Task brief: Print the lines that run from the line with "Target: tree trunk" to the line with "Target: roasted swede cube", keeping both end lines, exactly as they appear in the entries below, and nothing else.
--- Input data ---
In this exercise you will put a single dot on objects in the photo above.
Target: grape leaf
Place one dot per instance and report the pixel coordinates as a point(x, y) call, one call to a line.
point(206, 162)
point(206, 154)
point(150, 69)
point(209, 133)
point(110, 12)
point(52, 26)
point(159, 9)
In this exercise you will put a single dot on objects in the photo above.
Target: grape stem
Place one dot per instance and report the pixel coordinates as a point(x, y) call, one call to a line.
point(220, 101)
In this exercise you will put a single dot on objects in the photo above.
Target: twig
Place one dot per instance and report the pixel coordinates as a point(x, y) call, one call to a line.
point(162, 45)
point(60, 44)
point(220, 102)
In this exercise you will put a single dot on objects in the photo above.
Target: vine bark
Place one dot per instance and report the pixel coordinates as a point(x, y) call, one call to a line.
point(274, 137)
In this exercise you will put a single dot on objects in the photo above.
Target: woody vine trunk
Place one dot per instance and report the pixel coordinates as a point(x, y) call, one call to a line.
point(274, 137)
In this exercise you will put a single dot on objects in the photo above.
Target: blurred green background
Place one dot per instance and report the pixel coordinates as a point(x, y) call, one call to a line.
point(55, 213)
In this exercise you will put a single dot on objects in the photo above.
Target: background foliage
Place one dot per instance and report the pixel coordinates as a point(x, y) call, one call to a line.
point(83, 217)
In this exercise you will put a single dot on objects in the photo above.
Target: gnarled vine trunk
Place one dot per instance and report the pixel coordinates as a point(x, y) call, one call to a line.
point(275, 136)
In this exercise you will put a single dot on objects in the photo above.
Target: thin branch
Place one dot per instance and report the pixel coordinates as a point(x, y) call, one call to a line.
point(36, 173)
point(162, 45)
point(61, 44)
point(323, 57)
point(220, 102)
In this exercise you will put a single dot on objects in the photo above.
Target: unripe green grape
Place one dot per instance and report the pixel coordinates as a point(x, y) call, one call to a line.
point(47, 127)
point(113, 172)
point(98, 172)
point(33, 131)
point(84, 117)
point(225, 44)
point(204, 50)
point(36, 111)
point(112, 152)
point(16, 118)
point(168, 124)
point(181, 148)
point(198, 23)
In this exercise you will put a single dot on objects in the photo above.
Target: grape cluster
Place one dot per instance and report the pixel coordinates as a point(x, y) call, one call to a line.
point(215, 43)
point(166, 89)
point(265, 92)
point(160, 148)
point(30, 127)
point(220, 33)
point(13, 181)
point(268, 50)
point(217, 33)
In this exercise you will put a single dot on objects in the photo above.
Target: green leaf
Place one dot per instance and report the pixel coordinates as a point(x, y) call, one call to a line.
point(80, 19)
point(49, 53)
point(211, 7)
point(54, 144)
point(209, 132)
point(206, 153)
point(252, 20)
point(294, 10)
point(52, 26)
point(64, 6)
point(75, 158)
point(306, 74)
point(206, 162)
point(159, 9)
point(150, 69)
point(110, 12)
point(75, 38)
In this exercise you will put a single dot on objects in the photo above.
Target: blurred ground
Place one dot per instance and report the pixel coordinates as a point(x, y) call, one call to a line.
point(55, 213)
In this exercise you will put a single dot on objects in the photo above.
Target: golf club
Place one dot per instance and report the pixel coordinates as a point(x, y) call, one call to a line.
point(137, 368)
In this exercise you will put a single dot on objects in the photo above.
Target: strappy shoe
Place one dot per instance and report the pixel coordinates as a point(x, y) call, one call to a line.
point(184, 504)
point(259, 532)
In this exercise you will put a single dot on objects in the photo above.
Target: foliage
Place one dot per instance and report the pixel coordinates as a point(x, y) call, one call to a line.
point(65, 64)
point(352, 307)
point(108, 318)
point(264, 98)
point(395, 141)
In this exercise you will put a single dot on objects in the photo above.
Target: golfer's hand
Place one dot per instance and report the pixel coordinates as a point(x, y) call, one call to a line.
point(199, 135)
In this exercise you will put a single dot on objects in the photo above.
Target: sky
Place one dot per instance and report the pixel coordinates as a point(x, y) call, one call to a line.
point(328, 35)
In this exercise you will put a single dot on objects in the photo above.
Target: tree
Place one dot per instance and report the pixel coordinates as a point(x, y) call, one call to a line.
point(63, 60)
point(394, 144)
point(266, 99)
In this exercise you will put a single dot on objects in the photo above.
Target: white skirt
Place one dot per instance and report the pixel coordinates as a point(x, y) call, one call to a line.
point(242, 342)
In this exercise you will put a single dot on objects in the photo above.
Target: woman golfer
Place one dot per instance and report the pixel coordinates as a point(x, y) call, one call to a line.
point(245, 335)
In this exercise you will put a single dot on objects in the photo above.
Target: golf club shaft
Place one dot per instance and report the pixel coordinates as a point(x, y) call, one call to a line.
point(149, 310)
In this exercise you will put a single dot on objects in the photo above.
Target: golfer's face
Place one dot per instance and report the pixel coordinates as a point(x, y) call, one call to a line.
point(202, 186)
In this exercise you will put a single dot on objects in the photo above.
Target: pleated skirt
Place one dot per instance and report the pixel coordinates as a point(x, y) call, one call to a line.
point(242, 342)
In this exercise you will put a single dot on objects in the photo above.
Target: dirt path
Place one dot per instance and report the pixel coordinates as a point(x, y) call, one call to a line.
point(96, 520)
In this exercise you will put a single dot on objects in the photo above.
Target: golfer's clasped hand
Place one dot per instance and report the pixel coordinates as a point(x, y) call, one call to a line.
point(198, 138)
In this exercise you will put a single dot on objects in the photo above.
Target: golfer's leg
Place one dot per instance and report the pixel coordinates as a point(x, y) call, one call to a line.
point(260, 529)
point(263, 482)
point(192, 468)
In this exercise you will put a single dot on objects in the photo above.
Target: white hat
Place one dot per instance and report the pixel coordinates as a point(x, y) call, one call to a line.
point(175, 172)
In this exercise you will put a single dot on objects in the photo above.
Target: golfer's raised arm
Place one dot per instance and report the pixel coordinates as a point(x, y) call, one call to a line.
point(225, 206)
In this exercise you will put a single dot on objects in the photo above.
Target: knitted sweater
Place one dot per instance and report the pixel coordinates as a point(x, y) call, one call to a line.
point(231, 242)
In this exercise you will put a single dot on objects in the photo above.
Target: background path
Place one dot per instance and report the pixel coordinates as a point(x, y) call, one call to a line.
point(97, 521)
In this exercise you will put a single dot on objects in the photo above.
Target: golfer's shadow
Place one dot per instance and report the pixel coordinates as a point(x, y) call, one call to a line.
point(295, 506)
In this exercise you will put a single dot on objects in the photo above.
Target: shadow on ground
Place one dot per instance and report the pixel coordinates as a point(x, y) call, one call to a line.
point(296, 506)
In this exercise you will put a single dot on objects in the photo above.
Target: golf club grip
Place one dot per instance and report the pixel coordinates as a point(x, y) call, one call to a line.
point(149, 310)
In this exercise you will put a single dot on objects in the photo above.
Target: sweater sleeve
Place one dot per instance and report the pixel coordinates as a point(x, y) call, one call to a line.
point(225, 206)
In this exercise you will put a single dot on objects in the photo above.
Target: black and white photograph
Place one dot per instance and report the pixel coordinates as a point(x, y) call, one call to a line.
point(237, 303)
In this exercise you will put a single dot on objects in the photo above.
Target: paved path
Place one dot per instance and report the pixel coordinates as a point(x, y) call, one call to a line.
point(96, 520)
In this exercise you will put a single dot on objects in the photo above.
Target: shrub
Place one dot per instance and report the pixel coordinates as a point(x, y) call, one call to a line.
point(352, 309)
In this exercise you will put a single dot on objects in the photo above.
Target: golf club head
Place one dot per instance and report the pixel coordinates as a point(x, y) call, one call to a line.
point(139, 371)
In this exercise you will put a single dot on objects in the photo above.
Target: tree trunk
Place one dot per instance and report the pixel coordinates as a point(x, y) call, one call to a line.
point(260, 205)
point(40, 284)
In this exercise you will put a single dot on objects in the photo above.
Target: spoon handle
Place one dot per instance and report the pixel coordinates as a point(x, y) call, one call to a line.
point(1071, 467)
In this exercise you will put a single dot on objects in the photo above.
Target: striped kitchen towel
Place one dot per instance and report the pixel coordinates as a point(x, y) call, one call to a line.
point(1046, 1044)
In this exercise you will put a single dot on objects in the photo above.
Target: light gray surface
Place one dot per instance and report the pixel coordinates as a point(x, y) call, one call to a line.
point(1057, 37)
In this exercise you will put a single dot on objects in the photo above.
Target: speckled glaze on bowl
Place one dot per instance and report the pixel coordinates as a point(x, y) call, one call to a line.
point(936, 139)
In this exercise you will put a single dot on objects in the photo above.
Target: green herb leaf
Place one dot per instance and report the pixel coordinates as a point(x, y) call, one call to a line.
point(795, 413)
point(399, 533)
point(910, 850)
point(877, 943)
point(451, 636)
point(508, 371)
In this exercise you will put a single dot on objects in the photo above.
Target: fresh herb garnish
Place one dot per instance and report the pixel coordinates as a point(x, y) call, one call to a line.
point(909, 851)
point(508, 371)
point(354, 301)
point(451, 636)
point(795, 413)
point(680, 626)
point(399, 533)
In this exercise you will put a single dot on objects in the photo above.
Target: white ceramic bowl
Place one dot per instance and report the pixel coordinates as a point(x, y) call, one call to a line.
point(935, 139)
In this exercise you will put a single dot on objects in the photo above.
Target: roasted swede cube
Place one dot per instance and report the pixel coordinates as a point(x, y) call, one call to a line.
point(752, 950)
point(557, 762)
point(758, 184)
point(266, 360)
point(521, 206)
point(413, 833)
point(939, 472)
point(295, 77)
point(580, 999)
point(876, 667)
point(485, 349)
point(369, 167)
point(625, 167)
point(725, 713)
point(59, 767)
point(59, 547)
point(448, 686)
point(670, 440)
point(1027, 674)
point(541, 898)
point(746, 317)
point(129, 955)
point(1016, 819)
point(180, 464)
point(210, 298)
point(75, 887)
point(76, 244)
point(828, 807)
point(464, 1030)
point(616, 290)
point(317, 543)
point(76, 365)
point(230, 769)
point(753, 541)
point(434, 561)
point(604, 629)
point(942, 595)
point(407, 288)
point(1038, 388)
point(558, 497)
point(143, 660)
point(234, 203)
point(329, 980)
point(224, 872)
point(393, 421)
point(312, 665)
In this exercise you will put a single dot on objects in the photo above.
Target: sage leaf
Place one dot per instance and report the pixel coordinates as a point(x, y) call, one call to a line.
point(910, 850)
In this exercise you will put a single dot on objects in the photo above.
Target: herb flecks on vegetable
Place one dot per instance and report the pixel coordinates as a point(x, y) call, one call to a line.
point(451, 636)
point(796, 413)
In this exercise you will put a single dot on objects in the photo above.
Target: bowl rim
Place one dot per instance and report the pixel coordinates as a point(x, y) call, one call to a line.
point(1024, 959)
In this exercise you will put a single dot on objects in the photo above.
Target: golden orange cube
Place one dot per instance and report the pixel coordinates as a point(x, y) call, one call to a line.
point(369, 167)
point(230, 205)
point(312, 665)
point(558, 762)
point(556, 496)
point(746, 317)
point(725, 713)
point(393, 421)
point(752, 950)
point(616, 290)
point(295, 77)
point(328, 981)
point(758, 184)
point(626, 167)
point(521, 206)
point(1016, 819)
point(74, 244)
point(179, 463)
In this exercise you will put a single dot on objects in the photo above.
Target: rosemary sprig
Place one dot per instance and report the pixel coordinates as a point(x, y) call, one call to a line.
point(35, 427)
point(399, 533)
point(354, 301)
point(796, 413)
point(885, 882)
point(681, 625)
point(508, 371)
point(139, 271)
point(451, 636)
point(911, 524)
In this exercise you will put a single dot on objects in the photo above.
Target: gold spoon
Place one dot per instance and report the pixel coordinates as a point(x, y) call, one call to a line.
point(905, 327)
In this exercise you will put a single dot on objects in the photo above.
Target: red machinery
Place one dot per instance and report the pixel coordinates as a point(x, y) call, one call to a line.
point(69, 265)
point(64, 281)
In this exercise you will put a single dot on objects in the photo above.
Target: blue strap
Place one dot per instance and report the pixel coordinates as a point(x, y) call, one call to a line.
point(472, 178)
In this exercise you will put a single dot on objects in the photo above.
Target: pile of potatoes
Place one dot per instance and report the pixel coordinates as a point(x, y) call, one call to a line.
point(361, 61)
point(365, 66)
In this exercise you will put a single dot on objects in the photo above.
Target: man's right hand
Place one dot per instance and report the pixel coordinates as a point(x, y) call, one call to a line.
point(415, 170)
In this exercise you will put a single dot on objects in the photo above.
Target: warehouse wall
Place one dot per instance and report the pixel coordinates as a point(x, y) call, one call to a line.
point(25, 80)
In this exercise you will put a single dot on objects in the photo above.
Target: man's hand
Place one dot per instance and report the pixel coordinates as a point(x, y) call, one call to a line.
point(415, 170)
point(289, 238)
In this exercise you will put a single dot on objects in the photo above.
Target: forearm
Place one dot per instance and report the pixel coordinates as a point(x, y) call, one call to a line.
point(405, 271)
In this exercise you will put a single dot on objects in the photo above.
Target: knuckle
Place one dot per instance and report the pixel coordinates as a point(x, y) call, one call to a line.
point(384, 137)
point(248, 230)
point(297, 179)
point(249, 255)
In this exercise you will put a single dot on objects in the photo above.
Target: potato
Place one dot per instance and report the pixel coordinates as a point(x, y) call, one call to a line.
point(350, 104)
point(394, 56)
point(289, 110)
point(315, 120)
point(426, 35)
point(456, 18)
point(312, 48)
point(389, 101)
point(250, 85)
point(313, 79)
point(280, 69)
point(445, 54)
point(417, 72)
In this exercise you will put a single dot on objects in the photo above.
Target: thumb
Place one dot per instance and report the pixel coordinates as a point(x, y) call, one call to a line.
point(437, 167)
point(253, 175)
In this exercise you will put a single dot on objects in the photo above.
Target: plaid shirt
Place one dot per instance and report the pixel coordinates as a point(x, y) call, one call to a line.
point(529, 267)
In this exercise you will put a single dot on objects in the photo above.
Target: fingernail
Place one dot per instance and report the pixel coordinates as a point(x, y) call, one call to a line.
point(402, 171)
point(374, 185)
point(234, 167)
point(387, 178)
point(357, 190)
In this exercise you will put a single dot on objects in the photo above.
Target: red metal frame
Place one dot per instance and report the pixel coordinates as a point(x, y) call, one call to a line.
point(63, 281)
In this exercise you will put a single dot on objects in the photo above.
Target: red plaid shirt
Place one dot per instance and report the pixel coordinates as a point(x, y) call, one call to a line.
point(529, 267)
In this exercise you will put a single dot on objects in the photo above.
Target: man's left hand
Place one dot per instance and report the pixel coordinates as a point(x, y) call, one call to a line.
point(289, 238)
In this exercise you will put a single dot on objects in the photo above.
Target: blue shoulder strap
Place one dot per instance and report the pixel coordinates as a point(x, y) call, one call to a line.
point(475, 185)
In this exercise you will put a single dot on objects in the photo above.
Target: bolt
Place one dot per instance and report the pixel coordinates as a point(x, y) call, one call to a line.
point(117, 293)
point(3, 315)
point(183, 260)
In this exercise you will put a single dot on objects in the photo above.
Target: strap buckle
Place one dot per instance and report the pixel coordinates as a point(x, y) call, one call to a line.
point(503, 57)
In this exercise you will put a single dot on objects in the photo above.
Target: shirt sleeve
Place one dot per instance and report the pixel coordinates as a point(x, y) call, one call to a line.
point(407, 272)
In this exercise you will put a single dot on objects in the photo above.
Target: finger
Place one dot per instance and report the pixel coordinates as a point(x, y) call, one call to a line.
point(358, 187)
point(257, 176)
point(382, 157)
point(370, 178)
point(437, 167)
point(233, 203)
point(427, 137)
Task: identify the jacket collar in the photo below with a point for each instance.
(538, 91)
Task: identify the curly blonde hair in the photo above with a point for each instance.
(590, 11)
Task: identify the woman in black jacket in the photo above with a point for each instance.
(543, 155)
---
Solution:
Target: tree trunk
Place one dot per instance and report the pixel coordinates as a point(x, y) call, one call to a line.
point(260, 205)
point(40, 284)
In this exercise you will put a single dot on objects in the photo above.
Target: spoon handle
Place one dot per instance and report the pixel coordinates as a point(x, y) call, one call to a line.
point(1071, 467)
In this exercise you will put a single dot on objects in the photo above.
Target: striped kitchen towel
Place one dot per instance and report the pixel coordinates as a point(x, y) call, one call to a line.
point(1046, 1044)
In this exercise you will put a single dot on objects in the photo above.
Target: light gray surface
Place one dot per instance and report the pixel coordinates as a point(x, y) call, one call to a line.
point(1057, 37)
In this exercise you will put a single dot on objects in the photo above.
Target: speckled glaze on bowl
Place one dot per instance and report the pixel coordinates as a point(x, y) call, one call to a line.
point(936, 139)
In this exercise you will put a single dot on objects in the photo above.
Target: green herb leaf
Place one dot per instance and report the pixel coordinates as a point(x, y) call, one call to a line.
point(795, 413)
point(399, 533)
point(910, 850)
point(877, 943)
point(451, 636)
point(508, 371)
In this exercise you will put a single dot on objects in the photo above.
Target: fresh herb garnish
Place one dot per instance and report the pixel coordinates as a point(x, y) call, one call to a line.
point(909, 851)
point(508, 371)
point(354, 301)
point(451, 636)
point(795, 413)
point(680, 626)
point(399, 533)
In this exercise you will put a single dot on objects in the photo above.
Target: white ceramic bowl
Place one dot per instance and report the pixel coordinates as a point(x, y) call, one call to a line.
point(935, 139)
In this exercise you will put a single dot on objects in the photo above.
Target: roasted swede cube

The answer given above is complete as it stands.